··· Given data
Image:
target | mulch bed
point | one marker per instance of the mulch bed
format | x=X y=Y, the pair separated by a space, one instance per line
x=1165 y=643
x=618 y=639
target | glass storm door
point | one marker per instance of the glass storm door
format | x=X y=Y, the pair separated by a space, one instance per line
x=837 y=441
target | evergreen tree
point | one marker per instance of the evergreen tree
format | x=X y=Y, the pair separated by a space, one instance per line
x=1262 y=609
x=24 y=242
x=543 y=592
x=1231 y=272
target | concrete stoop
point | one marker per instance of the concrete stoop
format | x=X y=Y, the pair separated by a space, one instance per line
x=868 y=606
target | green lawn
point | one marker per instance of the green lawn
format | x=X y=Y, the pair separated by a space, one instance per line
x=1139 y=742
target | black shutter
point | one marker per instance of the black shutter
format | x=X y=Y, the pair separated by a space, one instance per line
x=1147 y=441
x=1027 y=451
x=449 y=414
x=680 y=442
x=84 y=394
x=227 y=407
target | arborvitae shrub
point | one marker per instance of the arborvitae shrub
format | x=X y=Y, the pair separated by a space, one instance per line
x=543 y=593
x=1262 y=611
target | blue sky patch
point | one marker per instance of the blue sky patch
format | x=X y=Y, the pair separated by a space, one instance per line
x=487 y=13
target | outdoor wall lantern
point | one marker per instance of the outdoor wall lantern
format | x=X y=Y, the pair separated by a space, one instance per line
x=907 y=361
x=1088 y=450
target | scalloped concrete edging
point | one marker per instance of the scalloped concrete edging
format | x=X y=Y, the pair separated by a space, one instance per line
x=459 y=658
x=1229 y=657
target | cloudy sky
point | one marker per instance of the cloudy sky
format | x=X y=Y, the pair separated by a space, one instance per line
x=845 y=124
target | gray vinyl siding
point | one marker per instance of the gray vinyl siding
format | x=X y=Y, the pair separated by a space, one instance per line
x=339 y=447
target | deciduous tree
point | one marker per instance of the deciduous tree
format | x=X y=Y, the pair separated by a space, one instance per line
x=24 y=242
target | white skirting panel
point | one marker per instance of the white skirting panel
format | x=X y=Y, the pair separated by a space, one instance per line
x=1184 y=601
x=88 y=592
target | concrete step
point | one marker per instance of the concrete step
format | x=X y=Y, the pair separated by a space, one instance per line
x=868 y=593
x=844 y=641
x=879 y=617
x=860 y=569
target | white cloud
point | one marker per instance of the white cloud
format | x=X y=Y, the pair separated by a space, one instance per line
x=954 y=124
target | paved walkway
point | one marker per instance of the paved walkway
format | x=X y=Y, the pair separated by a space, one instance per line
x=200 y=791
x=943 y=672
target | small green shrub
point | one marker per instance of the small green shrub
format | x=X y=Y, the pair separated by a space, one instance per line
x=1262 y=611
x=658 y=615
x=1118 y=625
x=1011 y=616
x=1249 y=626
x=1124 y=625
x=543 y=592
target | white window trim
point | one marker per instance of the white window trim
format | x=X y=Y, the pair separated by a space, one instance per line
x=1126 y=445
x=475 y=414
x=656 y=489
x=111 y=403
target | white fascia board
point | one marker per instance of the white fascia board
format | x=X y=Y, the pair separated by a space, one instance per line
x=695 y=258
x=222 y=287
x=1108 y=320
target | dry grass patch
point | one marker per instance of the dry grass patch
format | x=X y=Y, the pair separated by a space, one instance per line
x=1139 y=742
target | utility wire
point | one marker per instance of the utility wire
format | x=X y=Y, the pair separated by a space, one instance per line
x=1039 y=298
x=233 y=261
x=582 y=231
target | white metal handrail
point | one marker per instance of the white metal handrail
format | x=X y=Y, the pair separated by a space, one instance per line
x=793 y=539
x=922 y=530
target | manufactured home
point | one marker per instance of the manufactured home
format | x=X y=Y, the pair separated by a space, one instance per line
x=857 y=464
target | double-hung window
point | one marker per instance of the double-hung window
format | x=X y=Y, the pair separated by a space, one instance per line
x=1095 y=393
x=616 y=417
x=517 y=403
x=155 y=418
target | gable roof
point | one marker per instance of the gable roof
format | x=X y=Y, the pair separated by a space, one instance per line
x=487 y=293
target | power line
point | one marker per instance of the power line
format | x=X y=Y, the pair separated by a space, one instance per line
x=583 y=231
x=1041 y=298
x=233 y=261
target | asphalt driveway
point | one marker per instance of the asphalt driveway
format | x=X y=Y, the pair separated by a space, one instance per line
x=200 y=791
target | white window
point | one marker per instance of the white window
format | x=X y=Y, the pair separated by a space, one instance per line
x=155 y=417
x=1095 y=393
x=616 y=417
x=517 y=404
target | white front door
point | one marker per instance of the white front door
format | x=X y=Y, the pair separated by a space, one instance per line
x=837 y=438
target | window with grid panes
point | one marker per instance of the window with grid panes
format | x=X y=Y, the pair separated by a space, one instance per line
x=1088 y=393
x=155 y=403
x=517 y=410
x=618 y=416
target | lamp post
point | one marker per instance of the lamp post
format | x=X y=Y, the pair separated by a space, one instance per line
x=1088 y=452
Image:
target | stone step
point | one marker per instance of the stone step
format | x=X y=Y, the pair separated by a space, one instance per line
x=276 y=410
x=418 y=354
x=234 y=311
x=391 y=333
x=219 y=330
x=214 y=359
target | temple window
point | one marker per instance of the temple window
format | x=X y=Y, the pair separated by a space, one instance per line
······
### Problem requirements
Nothing in the material above may be skipped, so reproduce it all exactly.

### Problem solution
Image:
target | mulch bed
point | one marker per instance of the mulch bed
format | x=X y=Y, the pair separated by a space, one instance per line
x=1165 y=643
x=618 y=639
target | glass storm door
point | one marker per instance of the glass storm door
format | x=X y=Y, the pair separated by a space, one instance per line
x=837 y=441
target | evergreen tree
point | one marker per instance of the evergreen tree
format | x=X y=Y, the pair separated by a space, one instance per line
x=1262 y=609
x=24 y=242
x=543 y=592
x=1231 y=272
target | concrete stoop
point | one marker per instance of the concrete stoop
format | x=X y=Y, the pair separated by a space, one instance per line
x=868 y=606
target | green lawn
point | one marker per instance of the green lawn
format | x=X y=Y, the pair separated by a space, one instance per line
x=1139 y=742
target | black shutter
point | one marker per instance of the black shutter
format | x=X y=Y, the pair separated by a space, one instance per line
x=1147 y=441
x=1027 y=451
x=449 y=414
x=680 y=442
x=84 y=394
x=227 y=407
target | arborvitae shrub
point | one marker per instance of the arborvitae shrub
format | x=X y=Y, the pair separated by a space, one instance per line
x=543 y=593
x=1262 y=611
target | blue sky patch
point | one marker per instance of the blue sky patch
format | x=X y=Y, the pair separated by a space, one instance per line
x=487 y=13
target | outdoor wall lantern
point | one marker per instance of the outdoor wall lantern
format | x=X y=Y, the pair separated by a space, one instance per line
x=907 y=361
x=1088 y=450
target | scalloped concrete edging
point | one marker per instance of the scalloped concrete edging
format | x=X y=Y, the pair separated by a space, one instance per line
x=459 y=658
x=1229 y=657
target | cloudy sky
point | one marker per instance of the cloudy sky
format | x=X y=Y, the pair separated by a space, one instance per line
x=845 y=124
target | gray vinyl siding
point | one marker per instance of the gray vinyl siding
format | x=X y=Y, the pair separated by a space, one instance per line
x=339 y=447
target | deciduous tree
point | one marker per instance of the deciduous tree
format | x=X y=Y, the pair separated by a space, one instance per line
x=24 y=242
target | white skirting panel
point | one marker per instance of the white skirting panel
format | x=X y=Y, the pair separated by a space, one instance per line
x=1184 y=601
x=88 y=592
target | concrete step
point | one marker per instance of the concrete step
format | x=X y=Y, the pair separated by a space, one instance per line
x=868 y=593
x=844 y=641
x=879 y=617
x=860 y=569
target | white cloud
point | one marker per instance of the white cloud
format | x=X y=Y, the pair separated by a space, one instance per line
x=954 y=124
target | paved walkway
point | one marker per instance of the paved walkway
format | x=X y=Y, the pair separated by a space, one instance per line
x=200 y=791
x=943 y=672
target | small green shrub
point | one marker per instance of the small green shrub
format | x=X y=Y, the pair separated by a space, one instance per line
x=1262 y=611
x=658 y=615
x=1118 y=625
x=1011 y=616
x=1249 y=626
x=1124 y=625
x=543 y=592
target | white window trim
point | one marker per instance of the white window trim
format | x=X y=Y, the pair separated by a space, one instance per line
x=1126 y=445
x=475 y=414
x=656 y=489
x=111 y=403
target | white fascia board
point | one marker per instance of the white fascia board
format | x=X y=Y, the pair separated by a space, one instance per line
x=695 y=258
x=222 y=287
x=1108 y=320
target | dry grass patch
point | one marker per instance of the dry grass patch
format | x=X y=Y, the pair separated by a space, one instance per line
x=1139 y=742
target | utility wire
point | one marker per instance of the utility wire
format | x=X y=Y, the pair separated by a space, one instance per line
x=1039 y=298
x=233 y=261
x=582 y=231
target | white metal handrail
point | one marker per instance of the white metal handrail
format | x=X y=Y, the pair separated by a space, one instance per line
x=793 y=539
x=922 y=530
target | manufactured home
point | one marker per instance of the manufactured home
format | x=X y=Y, the pair separated by a space, one instance per line
x=857 y=464
target | double-hung window
point | one marker per instance of the double-hung window
format | x=X y=Y, the pair separated by a space, one instance per line
x=1095 y=393
x=616 y=417
x=517 y=403
x=155 y=418
target | gable roof
point | one marker per instance of the gable roof
format | x=X y=Y, the pair separated by a space, one instance per line
x=487 y=293
target | power line
point | one marker per instance of the power line
format | x=X y=Y, the pair separated by a space, one instance per line
x=583 y=231
x=1041 y=298
x=233 y=261
target | asphalt driveway
point | one marker per instance of the asphalt driveway
format | x=X y=Y, the pair separated by a space, one instance per line
x=200 y=791
target | white window
point | one marker per instance of the white window
format | x=X y=Y, the pair separated by a space, one instance per line
x=155 y=417
x=1095 y=393
x=616 y=417
x=517 y=404
target | white front door
point | one marker per instance of the white front door
format | x=X y=Y, the pair separated by a space, one instance per line
x=837 y=438
target | window with grid panes
point | one marker per instance of the window with grid panes
format | x=X y=Y, the pair separated by a space, one instance per line
x=1088 y=393
x=155 y=403
x=517 y=410
x=618 y=416
target | lamp post
point | one marker per instance of the lamp post
format | x=X y=Y, the pair separated by a space, one instance per line
x=1088 y=452
Image:
target | stone step
point | one marker per instance of the stone step
format | x=X y=Y, the pair separated by a space, one instance per line
x=276 y=410
x=418 y=354
x=234 y=311
x=391 y=333
x=219 y=330
x=214 y=359
target | temple window
point | one marker per instance of the temple window
format | x=X y=Y, the pair separated by a space, one instance per line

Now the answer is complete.